EXTRACTED DATA Block Start
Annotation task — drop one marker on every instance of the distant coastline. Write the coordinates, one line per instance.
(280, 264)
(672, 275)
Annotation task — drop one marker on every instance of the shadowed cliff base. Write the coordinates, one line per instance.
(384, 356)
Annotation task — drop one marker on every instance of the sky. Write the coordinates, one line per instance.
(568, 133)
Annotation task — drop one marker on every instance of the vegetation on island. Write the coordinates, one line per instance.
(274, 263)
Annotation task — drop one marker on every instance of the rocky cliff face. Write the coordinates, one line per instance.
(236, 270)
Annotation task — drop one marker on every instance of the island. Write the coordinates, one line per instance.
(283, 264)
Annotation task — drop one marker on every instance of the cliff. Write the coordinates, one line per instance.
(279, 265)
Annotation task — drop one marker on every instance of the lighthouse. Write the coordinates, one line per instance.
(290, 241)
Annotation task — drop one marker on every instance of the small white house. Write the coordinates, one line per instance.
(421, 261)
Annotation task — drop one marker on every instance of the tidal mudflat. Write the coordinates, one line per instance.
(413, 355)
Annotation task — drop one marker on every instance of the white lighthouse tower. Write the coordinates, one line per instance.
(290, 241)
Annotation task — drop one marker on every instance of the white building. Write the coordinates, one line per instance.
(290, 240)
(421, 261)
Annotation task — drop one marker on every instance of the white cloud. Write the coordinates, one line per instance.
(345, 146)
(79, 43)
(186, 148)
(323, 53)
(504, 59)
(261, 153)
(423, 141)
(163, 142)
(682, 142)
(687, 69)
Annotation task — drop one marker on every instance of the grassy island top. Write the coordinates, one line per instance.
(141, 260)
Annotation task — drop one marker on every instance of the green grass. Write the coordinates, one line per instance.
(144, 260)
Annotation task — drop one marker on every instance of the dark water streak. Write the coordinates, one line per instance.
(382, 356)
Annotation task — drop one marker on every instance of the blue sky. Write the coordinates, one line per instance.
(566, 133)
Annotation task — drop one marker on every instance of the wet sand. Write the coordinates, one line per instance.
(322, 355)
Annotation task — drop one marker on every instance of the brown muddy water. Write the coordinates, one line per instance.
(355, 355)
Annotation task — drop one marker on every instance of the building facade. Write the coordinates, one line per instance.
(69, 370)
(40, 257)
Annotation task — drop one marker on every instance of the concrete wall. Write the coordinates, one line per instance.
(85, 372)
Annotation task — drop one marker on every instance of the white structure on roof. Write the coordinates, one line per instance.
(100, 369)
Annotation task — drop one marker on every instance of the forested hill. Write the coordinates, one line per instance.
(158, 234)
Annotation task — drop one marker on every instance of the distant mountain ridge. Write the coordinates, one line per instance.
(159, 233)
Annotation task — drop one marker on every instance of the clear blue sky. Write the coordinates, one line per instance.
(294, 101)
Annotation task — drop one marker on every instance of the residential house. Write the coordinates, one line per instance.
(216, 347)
EXTRACTED DATA Block End
Could you retype all of the entries exactly, leaving none out?

Annotation task — drop one marker on every instance of the distant coastline. Write the coordinates, one line per instance.
(280, 264)
(672, 275)
Annotation task — drop one marker on every instance of the shadowed cliff base. Write the coordinates, one line per instance.
(384, 356)
Annotation task — drop one marker on every instance of the sky. Write the coordinates, one line per instance.
(568, 133)
Annotation task — drop one marker on every instance of the vegetation on island. Write the coordinates, one line per instance.
(274, 263)
Annotation task — drop one marker on every instance of the rocky cliff face. Write the coordinates, one line per instance.
(236, 270)
Annotation task — drop one marker on every instance of the island. Write the coordinates, one line per instance.
(283, 264)
Annotation task — drop one marker on every instance of the cliff. Write the coordinates, one line per instance.
(279, 265)
Annotation task — drop one marker on every instance of the lighthouse. Write the coordinates, one line per instance.
(290, 241)
Annotation task — drop one marker on every instance of the small white house. Write the coordinates, one line per instance.
(421, 261)
Annotation task — drop one marker on every instance of the tidal mudflat. Write the coordinates, one line per instance.
(413, 355)
Annotation task — drop one marker on every instance of the white lighthouse tower. Write the coordinates, one line per instance.
(290, 241)
Annotation task — drop one marker on every instance of the white building. Write the coordinates, one line per instance.
(290, 240)
(421, 261)
Annotation task — drop one marker on every instance of the white cloud. Write the coordinates, one line per instance.
(345, 146)
(79, 43)
(186, 148)
(323, 53)
(504, 59)
(261, 153)
(423, 141)
(163, 142)
(682, 142)
(687, 69)
Annotation task — drop one marker on every instance of the grassy island top. Write the coordinates, one line per instance.
(141, 260)
Annotation task — drop one marker on every instance of the green grass. Write the coordinates, one line per instance.
(144, 260)
Annotation task — drop one marker on every instance of the dark water streak. Write the coordinates, one line per instance.
(382, 356)
Annotation task — drop one marker on every instance of the blue sky. Write the coordinates, one line per instance.
(566, 133)
Annotation task — drop one marker on every instance of the wet sand. Write the coordinates, one line per instance.
(322, 355)
Annotation task — drop one marker on every instance of the brown muddy water. Write the coordinates, one line per instance.
(355, 355)
Annotation task — drop one marker on every instance of the building facade. Write the coordinates, one line per instance.
(69, 370)
(40, 257)
Annotation task — drop one marker on every instance of the concrete wall. Write the coordinates, one line per instance.
(85, 372)
Annotation task — drop one marker on every instance of the white structure on roof. Write the coordinates, one line per instance.
(100, 369)
Annotation task — drop one marker on every instance of the forested hill. Write the coordinates, one line per instance.
(158, 234)
Annotation task — drop one marker on every instance of the distant mountain ridge. Write the coordinates, one line per instance.
(159, 233)
Annotation task — drop one marker on every instance of the clear blue sky. Write the coordinates, one line per instance.
(294, 101)
Annotation task — drop one marker on every instance of the residential house. Write the coordinates, one line per instance.
(216, 347)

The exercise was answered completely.